WRITTEN TASKS ▸
(A) From the regex-matching abstract below, list each abbreviation that is introduced in parentheses, along with the term it stands for.
(B) According to the regex-matching abstract below, what average matching throughput does the prototype reach on the 8-core 2.6 GHz Opteron platform?

EXCERPTED TEXT ▸
= = =

Proceedings of the 22nd International Conference on Parallel Architectures and Compilation Techniques (2011)
Galveston, Texas USA
Oct. 10, 2011 to Oct. 14, 2011
DOI Bookmark: http://doi.ieeecomputersociety.org/10.1109/PACT.2011.73
Conventionally, regular expression matching (REM) has been performed by sequentially comparing the regular expression (regex) to the input stream, which can be slow due to excessive backtracking (smith:acsac06). Alternatively, the regex can be converted to a deterministic finite automaton (DFA) for efficient matching, which however may require an extremely large state transition table (STT) due to exponential state explosion (meyer:swat71, yu:ancs06). We propose the segmented regex-NFA (SR-NFA) architecture, where the regex is first compiled into modular nondeterministic finite automata (NFA), then partitioned, optimized, and matched efficiently on modern multi-core processors. SR-NFA offers attack-resilient multi-gigabit per second matching throughput, does not suffer from either backtracking or state explosion, and can be rapidly constructed. For regex sets that construct a DFA with moderate state explosion, i.e., on average 200k states in the STT, the proposed SR-NFA is 367k times faster to construct and update and use 23k times less memory than the DFA approach. Running on an 8-core 2.6 GHz Opteron platform, our prototype achieves 2.2 Gbps average matching throughput for regex sets with up to 4,000 SR-NFA states per regex set.

= = =

GIVEN MATERIAL ▸
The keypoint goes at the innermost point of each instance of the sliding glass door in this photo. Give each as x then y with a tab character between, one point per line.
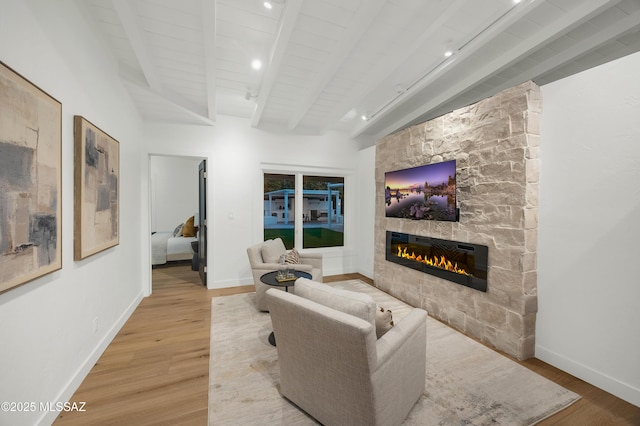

= = =

EXPECTED RESULTS ▸
(A)
- REM: regular expression matching
- regex: regular expression
- DFA: deterministic finite automaton
- STT: state transition table
- SR-NFA: segmented regex-NFA
- NFA: nondeterministic finite automata

(B) 2.2 Gbps, for regex sets with up to 4,000 SR-NFA states per regex set.